» GIVEN PROBLEM
Reproduce all of the listing below without alteration.

***** DATA SECTION

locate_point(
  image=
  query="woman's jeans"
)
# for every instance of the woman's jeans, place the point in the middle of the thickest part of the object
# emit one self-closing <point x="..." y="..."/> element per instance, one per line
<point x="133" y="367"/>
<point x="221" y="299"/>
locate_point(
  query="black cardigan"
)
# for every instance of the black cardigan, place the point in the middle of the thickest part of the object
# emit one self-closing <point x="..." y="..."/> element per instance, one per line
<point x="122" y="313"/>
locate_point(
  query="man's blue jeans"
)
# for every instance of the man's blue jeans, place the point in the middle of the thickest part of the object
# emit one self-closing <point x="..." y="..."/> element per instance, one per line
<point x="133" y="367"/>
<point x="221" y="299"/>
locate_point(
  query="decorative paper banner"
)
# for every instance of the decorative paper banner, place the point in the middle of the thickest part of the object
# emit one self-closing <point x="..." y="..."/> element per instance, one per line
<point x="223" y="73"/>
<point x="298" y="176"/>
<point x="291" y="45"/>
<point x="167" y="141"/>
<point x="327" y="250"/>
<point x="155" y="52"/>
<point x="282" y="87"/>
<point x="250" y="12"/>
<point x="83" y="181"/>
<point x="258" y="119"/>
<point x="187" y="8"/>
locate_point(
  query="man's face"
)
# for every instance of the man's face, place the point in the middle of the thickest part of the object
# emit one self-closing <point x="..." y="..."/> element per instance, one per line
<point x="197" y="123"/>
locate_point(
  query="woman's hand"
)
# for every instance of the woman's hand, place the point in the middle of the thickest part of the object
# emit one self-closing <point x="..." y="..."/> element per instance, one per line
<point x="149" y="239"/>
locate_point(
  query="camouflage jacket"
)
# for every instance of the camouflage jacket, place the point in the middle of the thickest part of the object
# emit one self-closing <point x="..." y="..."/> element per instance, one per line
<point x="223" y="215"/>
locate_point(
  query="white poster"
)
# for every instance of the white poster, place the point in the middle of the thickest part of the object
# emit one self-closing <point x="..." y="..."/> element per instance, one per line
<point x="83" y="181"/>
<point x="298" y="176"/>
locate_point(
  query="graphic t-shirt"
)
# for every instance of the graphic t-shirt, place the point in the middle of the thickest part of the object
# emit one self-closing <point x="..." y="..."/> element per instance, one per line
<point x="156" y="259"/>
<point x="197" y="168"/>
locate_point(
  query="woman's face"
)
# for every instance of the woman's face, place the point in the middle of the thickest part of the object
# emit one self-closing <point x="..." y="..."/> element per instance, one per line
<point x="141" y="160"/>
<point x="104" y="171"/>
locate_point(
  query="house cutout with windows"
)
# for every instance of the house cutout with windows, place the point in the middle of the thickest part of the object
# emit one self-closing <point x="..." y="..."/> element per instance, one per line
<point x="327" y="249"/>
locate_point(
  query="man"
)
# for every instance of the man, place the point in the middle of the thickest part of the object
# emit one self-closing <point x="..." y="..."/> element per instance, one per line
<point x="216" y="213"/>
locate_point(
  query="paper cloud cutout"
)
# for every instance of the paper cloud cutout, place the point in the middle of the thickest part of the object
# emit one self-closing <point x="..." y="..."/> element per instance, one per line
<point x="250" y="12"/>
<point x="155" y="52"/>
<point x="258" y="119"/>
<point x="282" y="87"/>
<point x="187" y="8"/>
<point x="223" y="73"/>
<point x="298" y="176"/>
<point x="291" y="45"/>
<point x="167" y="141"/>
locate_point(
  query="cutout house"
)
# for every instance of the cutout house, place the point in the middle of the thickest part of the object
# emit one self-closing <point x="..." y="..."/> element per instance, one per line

**********

» ANSWER FOR THIS EXERCISE
locate_point(
  image=
  query="woman's jeans"
)
# for every instance of the woman's jeans, place the point in the middle of the thickest part of the object
# emit one self-closing <point x="..." y="..."/> element per instance, one per line
<point x="133" y="367"/>
<point x="221" y="299"/>
locate_point(
  query="black cardigan"
)
# for every instance of the black cardigan, place the point in the middle of the thickest part of the object
# emit one self-closing <point x="..." y="..."/> element per instance, one per line
<point x="122" y="313"/>
locate_point(
  query="man's blue jeans"
)
# for every instance of the man's blue jeans, place the point in the middle of the thickest part of the object
# emit one self-closing <point x="..." y="..."/> element per instance, one per line
<point x="133" y="367"/>
<point x="221" y="299"/>
locate_point(
  query="decorative paper banner"
)
# for every instance of the decorative paper banner, place the point in the middle of the thickest part of the object
# emit one self-closing <point x="..." y="..."/> element per instance, one per line
<point x="223" y="73"/>
<point x="298" y="176"/>
<point x="291" y="45"/>
<point x="167" y="141"/>
<point x="327" y="250"/>
<point x="155" y="52"/>
<point x="282" y="87"/>
<point x="250" y="12"/>
<point x="83" y="181"/>
<point x="258" y="119"/>
<point x="187" y="8"/>
locate_point(
  query="man's face"
)
# for every instance of the man's face, place the point in the middle of the thickest part of the object
# emit one self-closing <point x="..." y="..."/> element per instance, one per line
<point x="197" y="123"/>
locate_point(
  query="woman's hand"
)
# for every instance of the woman's hand, place the point in the middle of the thickest part of the object
# emit one self-closing <point x="..." y="..."/> element per instance, one per line
<point x="149" y="239"/>
locate_point(
  query="camouflage jacket"
)
# for every instance of the camouflage jacket, place the point in the middle of the thickest part of the object
# emit one self-closing <point x="..." y="..."/> element per instance, one per line
<point x="223" y="215"/>
locate_point(
  query="white poster"
)
# for every instance of the white poster, place the point in the middle of the thickest part of the object
# emit one self-closing <point x="..." y="..."/> element per instance, one per line
<point x="83" y="181"/>
<point x="298" y="176"/>
locate_point(
  query="graphic t-shirt"
)
# for every instance of the graphic t-shirt, place the point in the middle of the thickest part of the object
# emit one self-closing <point x="..." y="..."/> element per instance, one per line
<point x="156" y="259"/>
<point x="197" y="168"/>
locate_point(
  query="woman's face"
)
# for every instance of the woman's face, place the point in the middle of the thickest part of the object
# emit one self-closing <point x="..." y="..."/> element per instance, one per line
<point x="141" y="160"/>
<point x="104" y="171"/>
locate_point(
  query="house cutout with windows"
)
# for every instance of the house cutout with windows, place the point in the middle of the thickest part of the object
# emit one self-closing <point x="..." y="..."/> element per instance, one per line
<point x="327" y="249"/>
locate_point(
  query="man"
)
# for every instance of the man, place the point in the middle of the thickest part of the object
# emit one self-closing <point x="..." y="..."/> element per instance, one per line
<point x="216" y="213"/>
locate_point(
  query="paper cloud cutout"
)
# for every instance of the paper cloud cutout, place the point in the middle of the thickest part of the object
# emit one self-closing <point x="..." y="..."/> element per instance, one per line
<point x="250" y="12"/>
<point x="155" y="52"/>
<point x="258" y="119"/>
<point x="282" y="87"/>
<point x="187" y="8"/>
<point x="223" y="73"/>
<point x="298" y="176"/>
<point x="291" y="45"/>
<point x="167" y="141"/>
locate_point(
  query="cutout house"
)
# for every instance of the cutout house, place the point in the middle of the thickest part of the object
# emit one self-closing <point x="..." y="..."/> element per instance, one per line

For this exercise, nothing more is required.